──────── GIVEN PASSAGE ────────
An Evergreen Christmas is a 2014 American holiday independent film written by Jeremy Culver and Morgen Culver and directed by Jeremy Culver as Culver’s first narrative feature. The film stars Charleene Closshey, Robert Loggia, Naomi Judd, Tyler Ritter, Booboo Stewart, Greer Grammer and Jake Sandvig and is set in the fictional town of Balsam Falls, Tennessee. Principal photography began in Charlotte, NC February 2013. The film released direct to DVD on November 4, 2014 with premiere theater screenings in Nashville, TN and Tampa, FL. The film was available on Netflix for 38 months from December 20, 2014 until January 21, 2018. The film is rated PG.

Cast
Main
 Charleene Closshey as Evergreen “Evie” Lee
 Robert Loggia as “Pops”
────────
## [WORK TO BE COMPLETED]
Extract the stretch of the film passage from "An Evergreen Christmas" through "is rated PG.", copying it word for word. The records that follow were taken from a separate source.
──────── DATASET ENTRIES ────────
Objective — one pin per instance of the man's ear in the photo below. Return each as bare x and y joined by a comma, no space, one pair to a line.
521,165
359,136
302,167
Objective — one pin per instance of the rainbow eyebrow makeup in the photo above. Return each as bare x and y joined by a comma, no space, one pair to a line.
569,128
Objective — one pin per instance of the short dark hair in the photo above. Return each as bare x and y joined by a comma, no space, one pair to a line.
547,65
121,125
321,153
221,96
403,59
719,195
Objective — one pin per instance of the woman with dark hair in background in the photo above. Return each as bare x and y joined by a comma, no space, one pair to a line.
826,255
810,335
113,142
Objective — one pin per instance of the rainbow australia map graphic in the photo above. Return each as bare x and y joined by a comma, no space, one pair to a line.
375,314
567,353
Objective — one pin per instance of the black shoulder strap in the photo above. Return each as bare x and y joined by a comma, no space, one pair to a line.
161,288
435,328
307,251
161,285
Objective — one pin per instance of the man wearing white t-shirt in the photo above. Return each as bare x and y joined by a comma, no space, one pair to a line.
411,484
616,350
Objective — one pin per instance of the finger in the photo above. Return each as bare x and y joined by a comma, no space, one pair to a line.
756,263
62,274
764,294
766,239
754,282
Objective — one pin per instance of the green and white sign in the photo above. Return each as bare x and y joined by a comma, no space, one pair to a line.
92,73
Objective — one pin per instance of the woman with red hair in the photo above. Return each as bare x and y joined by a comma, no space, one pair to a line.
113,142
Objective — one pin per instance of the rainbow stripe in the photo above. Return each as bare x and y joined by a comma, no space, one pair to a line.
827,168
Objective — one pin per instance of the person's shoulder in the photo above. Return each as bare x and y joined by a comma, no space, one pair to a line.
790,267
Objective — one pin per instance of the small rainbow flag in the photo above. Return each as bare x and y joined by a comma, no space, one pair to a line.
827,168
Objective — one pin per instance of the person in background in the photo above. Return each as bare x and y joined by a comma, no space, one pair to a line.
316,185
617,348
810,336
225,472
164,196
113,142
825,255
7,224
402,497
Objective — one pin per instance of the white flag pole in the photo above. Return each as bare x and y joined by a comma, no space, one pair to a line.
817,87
────────
## [EXERCISE OUTPUT]
An Evergreen Christmas is a 2014 American holiday independent film written by Jeremy Culver and Morgen Culver and directed by Jeremy Culver as Culver’s first narrative feature. The film stars Charleene Closshey, Robert Loggia, Naomi Judd, Tyler Ritter, Booboo Stewart, Greer Grammer and Jake Sandvig and is set in the fictional town of Balsam Falls, Tennessee. Principal photography began in Charlotte, NC February 2013. The film released direct to DVD on November 4, 2014 with premiere theater screenings in Nashville, TN and Tampa, FL. The film was available on Netflix for 38 months from December 20, 2014 until January 21, 2018. The film is rated PG.